__Exercise__:
Return every line of the material below verbatim, with no changes.

======== The input

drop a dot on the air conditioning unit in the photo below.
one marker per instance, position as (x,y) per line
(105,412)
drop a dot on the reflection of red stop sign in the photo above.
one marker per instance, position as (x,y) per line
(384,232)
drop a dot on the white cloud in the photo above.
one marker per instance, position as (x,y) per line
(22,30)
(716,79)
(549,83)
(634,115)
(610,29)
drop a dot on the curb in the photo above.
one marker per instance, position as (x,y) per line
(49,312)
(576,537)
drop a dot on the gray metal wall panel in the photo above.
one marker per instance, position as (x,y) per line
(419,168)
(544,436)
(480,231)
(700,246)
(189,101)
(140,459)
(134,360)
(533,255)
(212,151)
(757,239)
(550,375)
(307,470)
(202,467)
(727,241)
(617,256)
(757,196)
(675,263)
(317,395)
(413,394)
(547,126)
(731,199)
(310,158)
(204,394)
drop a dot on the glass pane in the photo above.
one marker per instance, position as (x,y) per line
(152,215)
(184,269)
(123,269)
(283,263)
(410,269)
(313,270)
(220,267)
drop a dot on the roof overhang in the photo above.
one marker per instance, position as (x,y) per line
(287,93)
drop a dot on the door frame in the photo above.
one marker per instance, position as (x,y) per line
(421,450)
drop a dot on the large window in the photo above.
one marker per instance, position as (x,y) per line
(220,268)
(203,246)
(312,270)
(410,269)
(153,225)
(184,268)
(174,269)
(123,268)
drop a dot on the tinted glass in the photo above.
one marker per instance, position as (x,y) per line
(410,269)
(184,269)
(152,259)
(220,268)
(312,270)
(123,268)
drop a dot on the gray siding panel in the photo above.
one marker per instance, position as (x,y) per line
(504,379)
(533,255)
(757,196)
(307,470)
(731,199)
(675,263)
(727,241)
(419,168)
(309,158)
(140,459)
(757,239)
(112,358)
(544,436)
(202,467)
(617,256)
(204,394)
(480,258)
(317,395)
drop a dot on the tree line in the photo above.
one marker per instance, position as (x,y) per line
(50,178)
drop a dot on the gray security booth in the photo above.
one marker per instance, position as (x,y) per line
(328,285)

================

__In response__:
drop a dot on the air conditioning unit in the photo below.
one marker per instance, position as (x,y) per line
(105,412)
drop a dot on the reflection of red stop sign in the photo above.
one marker per instance, position as (x,y) per line
(384,232)
drop a dot on the white cloud in the photo above.
one marker per instance, position as (x,y) per line
(22,30)
(716,79)
(549,83)
(634,115)
(610,29)
drop a dot on the curb in the photo above.
one marker per instance, position as (x,y) per line
(49,312)
(576,537)
drop a dot on the gray metal wall panel in the photo above.
one marker per instance, position as (x,y) per line
(419,168)
(544,436)
(480,231)
(700,246)
(189,101)
(140,459)
(134,360)
(533,255)
(212,151)
(757,239)
(550,375)
(307,470)
(202,467)
(727,241)
(617,256)
(757,196)
(675,263)
(317,395)
(413,394)
(547,126)
(731,199)
(310,158)
(204,394)
drop a dot on the glass pane in the photo above.
one marker per instance, position as (x,y) per line
(152,215)
(184,269)
(123,269)
(283,263)
(410,269)
(313,270)
(220,267)
drop a dot on the roof overhang in the photo above.
one marker per instance, position as (x,y) per line
(287,93)
drop a dot on the door frame in the photo above.
one marker per instance, position as (x,y) per line
(421,450)
drop a dot on the large window in the photo above.
one marker per instance, position as (x,y) per line
(220,268)
(203,246)
(312,270)
(410,269)
(153,225)
(184,268)
(174,269)
(123,268)
drop a dot on the tinted glass in the photo above.
one marker per instance, position as (x,y) per line
(410,269)
(184,269)
(152,259)
(220,268)
(312,270)
(123,268)
drop a dot on the gray siding panel in the photo above.
one marker per instance, position as (x,y) per line
(504,379)
(533,255)
(757,196)
(307,470)
(731,199)
(675,263)
(727,241)
(419,168)
(309,158)
(140,459)
(757,239)
(112,358)
(544,436)
(202,467)
(617,256)
(204,394)
(480,258)
(317,395)
drop a dot on the tree line in the photo above.
one marker per instance, position as (x,y) per line
(50,178)
drop a dot on the gray security booth in the photo above.
one marker per instance, position as (x,y) per line
(328,285)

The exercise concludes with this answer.